PAGE TEXT START
We propose the use of different correction terms (one per constraint) to correctly guide the search in the design space. In the following, analytic expressions will be proposed for these correction terms, denoted \( F_C(C_i(P)) \):

$$ F(P) = \sum_i k_i \times \frac{C_i(P)}{C_i} + \sum_i k_{c_i} F_C(C_i(P)) $$

where as normalization parameter, \( N_i \), has been used \( C_i \), the i-th design constraint applied to the quality attribute \( C_i(P) \) in a given partition \( P \), and \( k_{c_i} \) is the weight factor for every correction term.

Three different expression can be used to correct the objective function:

- Mean Square Error based Terms: which help the algorithm in finding a solution tuned to the constraints.
- Barrier Terms: which forbid the exploration of solutions out of the allowed search space.
- Penalty Terms: which strongly punish exploring solutions that would produce medium or large constraints overhead, but allow exploring points close to the constraint boundary.

4.1. Mean Square Error based Functions

A typical way of tuning system constraints is minimizing the mean square error that results in a quality attribute. The use of this kind of expressions tries to adjust the attributes to the design goals and constraints. These functions can be applied to the particular goals that should be completely fulfilled instead of minimized.

The general expression of this type of correction terms is the following:

$$ F_C(C_i, C_i(P)) = \sum_i \frac{(C_i(P) - C_i)^2}{C_i^2} \tag{3} $$

where \( C_i \) is the i-th design constraint applied to the quality attribute \( C_i(P) \), in a given partition \( P \). This correction term, added to the general expression shown in equation 2, works as follows. When a solution produces a value \( C_i(P) \) different from the constraint value \( C_i \), the cost associated with the solution is incremented with the deviation from this constraint in a quadratic way. Only when the attribute adopts a value tuned with the constraint will not contribute to the final solution cost.
PAGE TEXT END
DATA SUPPLIED START
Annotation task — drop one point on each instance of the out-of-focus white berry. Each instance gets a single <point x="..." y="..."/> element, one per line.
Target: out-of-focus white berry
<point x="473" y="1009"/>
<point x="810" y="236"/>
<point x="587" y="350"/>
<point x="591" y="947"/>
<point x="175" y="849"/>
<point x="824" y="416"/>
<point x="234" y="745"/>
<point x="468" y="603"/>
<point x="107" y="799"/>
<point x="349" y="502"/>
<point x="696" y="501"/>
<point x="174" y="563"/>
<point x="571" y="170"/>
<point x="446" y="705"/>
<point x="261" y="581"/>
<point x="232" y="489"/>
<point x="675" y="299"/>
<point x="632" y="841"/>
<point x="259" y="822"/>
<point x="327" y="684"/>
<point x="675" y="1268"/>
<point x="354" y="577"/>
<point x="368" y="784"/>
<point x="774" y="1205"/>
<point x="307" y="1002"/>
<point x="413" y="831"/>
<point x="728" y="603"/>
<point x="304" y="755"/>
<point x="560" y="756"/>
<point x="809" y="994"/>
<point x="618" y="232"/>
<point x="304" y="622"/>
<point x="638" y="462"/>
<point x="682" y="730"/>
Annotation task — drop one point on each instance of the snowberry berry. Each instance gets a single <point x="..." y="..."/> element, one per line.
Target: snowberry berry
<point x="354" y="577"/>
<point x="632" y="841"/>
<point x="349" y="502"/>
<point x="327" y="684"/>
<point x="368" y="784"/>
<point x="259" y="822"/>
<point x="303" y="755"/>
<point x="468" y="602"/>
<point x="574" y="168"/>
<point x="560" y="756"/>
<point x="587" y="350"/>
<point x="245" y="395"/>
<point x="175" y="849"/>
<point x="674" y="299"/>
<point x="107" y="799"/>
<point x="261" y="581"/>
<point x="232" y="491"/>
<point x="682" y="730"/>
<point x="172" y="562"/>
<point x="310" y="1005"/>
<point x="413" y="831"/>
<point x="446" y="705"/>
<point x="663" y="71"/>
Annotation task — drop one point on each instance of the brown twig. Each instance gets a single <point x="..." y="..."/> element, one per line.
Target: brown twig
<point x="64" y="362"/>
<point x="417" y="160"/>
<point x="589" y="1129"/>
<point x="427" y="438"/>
DATA SUPPLIED END
ABOUT THIS EXERCISE
Write a continuation of the passage on correction terms for the objective function, beginning right after its final sentence about the attribute's contribution to the solution cost.

EXERCISE RESPONSE
This kind of correction term is suitable for those attributes with a fixed cost, as it is an FPGA-based co-processor. It is a good policy to fully exploit all the resources the FPGA provides, since its maximum exploitation generally results in performance improvement. Besides, if the FPGA is not completely fulfilled, part of this resource is wasted and another resource will have to be used instead, increasing the design cost. The use of this kind of terms is strongly recommended for including these constraints, because the search space is considerably reduced and, consequently, the computation time of the algorithm is shorter. Nevertheless, it would not be suitable for those resources whose quality attributes have variable cost, as it is an ASIC area or timing measures.

Another function that works in a similar way as the mean square error based function is the one used in [7] with area and latency attributes:

$$ F_C(C_i, C_i(P)) = \sum_i \frac{|C_i(P) - C_i|}{C_i} \tag{4} $$

but as stated before, this is not the best formulation for the optimization of the latency attribute.
4.2. Barrier Functions

A smart way of introducing design constraints in a cost function is the use of barrier methods [8]. Barrier functions provide a clear boundary in the design space, in such a way that the cost associated to a solution out of this region will be infinity. This is performed placing asymptotes in the constraint values. The analytical expression for these terms is:

$$F_C(C_i, C_i(P)) = \sum_i \frac{1}{b[C_i(P), C_i]} \quad (5)$$

where $b[C_i(P), C_i]$ is the barrier function, which can be, for instance:

$$b[C_i(P), C_i] = \max\{0, [C_i - C_i(P)]\} \quad (6)$$

We have used this type of correction terms for very hard design constraints, because it ensures that the constraint will never be exceeded. Nevertheless its application contributes to the final cost even inside the allowed exploration regions, requiring the modification of the interpretation of the resulting cost.

4.3. Penalty Functions

When the system constraints are not too hard, the use of penalty functions [8] can be more suitable. Penalty functions do not contribute to the cost function when the solution is in the allowed search space. This kind of functions are not as restrictive as the barrier functions, since solutions around the border of the allowed exploration region can be accepted if they are really close. At this point, the weight factor $k_i$, plays an important role.

The general expression commonly used for penalty functions is the following:

$$F_C(C_i, C_i(P)) = \sum_i r^2[C_i(P), C_i] \quad (7)$$

where it has been introduced the function $r[C_i(P), C_i]$, which corresponds to:

$$r(C_i(P), C_i) = \max\{0, [C_i(P) - C_i] / C_i\} \quad (8)$$

Figure 2 clearly depicts the way the three different terms (mean square, penalty and barrier-based) contribute to the cost when considering a single quality attribute.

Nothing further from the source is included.